• PAGE EXTRACT:
================

KINDS OF TORTURE ENDURED IN RITUAL ABUSE AND TRAUMA-BASED MIND CONTROL

RELATIONSHIPS BETWEEN MIND CONTROL PROGRAMMING AND RITUAL ABUSE

The danger of the past was that men became slaves. The danger of the future is that men may become robots ~ Erich Fromm, American educator, graduate of the Franklin School of Applied Marxist Theory“The most potent weapon of the oppressor is the mind of the oppressed.” ~ Steven Biko

“The conscious and intelligent manipulation of the organized habits and opinions of the masses is an important element in democratic society. Those who manipulate this unseen mechanism of society constitute an invisible government which is the true ruling power of our country. … We are governed, our minds are molded, our tastes formed, our ideas suggested, largely by men we have never heard of.” ~ Edward Bernays

 

Midnight in the Basement, painting by MK Ultra surivor Lynn Shirmer

By Ellen P. Lacter, Ph.D.

================

• ACTION ITEM A: Name every person quoted in the page on ritual abuse and mind control.
• ACTION ITEM B: Please carry on the page on ritual abuse and mind control from its last line.
The entries that follow are separate from the page on ritual abuse and mind control.

• DATASET ENTRIES:
================

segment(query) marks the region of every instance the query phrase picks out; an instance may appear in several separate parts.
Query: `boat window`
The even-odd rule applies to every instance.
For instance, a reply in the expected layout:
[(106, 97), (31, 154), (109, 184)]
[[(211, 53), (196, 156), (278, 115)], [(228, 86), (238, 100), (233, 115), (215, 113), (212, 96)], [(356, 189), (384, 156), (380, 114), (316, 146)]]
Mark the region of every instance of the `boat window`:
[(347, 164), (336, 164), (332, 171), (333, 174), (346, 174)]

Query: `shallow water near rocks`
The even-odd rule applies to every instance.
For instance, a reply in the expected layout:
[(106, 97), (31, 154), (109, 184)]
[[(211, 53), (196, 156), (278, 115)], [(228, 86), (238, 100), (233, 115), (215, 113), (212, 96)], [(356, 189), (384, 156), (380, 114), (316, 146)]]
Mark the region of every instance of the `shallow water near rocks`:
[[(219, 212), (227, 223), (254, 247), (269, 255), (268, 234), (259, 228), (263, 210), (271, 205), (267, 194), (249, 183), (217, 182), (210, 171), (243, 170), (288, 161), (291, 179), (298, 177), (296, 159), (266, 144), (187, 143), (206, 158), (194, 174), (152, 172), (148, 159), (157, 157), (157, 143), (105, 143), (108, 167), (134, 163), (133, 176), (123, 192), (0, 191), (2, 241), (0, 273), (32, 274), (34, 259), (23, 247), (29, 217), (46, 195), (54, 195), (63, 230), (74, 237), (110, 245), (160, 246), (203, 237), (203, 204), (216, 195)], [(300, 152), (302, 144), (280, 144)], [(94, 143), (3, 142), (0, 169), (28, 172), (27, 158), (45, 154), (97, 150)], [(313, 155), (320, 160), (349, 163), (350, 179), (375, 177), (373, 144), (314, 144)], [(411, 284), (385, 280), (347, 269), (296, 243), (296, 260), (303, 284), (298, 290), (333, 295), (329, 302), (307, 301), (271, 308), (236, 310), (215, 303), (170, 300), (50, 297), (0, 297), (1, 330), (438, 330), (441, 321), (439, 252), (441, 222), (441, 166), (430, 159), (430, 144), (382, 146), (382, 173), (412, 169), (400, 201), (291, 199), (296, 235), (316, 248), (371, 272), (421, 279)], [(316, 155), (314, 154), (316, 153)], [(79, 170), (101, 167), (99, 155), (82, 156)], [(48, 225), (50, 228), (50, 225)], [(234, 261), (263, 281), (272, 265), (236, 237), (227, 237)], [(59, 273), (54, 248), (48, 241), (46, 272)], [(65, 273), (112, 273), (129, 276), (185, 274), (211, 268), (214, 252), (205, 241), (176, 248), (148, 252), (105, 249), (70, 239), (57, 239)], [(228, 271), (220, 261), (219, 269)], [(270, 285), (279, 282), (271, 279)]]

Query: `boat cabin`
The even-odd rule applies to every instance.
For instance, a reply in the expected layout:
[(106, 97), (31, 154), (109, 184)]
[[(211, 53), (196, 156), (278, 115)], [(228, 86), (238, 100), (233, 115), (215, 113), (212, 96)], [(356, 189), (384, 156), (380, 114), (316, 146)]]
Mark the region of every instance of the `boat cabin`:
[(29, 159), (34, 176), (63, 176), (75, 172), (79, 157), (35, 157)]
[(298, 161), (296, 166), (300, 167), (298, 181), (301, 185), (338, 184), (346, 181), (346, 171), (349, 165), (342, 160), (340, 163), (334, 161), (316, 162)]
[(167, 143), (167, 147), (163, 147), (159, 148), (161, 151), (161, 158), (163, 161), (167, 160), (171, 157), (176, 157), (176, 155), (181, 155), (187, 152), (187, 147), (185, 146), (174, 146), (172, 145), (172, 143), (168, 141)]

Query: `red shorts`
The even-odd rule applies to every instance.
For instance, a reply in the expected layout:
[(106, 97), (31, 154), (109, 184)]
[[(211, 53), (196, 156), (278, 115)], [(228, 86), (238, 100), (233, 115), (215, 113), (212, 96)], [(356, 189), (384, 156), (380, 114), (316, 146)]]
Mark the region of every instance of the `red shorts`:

================

• FINAL ANSWER A: Erich Fromm, Steven Biko, Edward Bernays

• FINAL ANSWER B:
2007

Installation of mind control programming relies on the capacity to dissociate, which permits the creation of new walled-off personalities to “hold” and “hide” programming. Already dissociative children are prime “candidates” for programming. Alternatively, very young children may be made dissociative by trauma-based programming. 
 
The extreme abuse inflicted on young children in intra-familial satanic and abusive witchcraft cults reliably causes dissociation. Children in these cults are programmed to the extent that the cult’s leaders understand mind control programming.
 
Organized and sophisticated abuser groups with world-power or organized crime agendas infiltrate these cults to gain access to these readily-programmable children. In exchange for the privilege of being allowed to install self-serving programs in these children, the organized abuser group provides the cult parent with a large fee (thousands of dollars), favour, or information, such as some of its programming secrets.
 
SIMPLE TO MODERATELY COMPLEX PROGRAMMING
1. Psychic driving (Film, “The Sleep Room”, about CIA funding of Ewen Cameron, MD in the 1950s)
 
2. Unidimensional edicts communicated during severe abuse, convincing the affected personalities that the abuse will re-occur if the programmed mandate is broken. The most common simple programs are commands to never remember (re-associate into consciousness) the abuse and never disclose the abuse.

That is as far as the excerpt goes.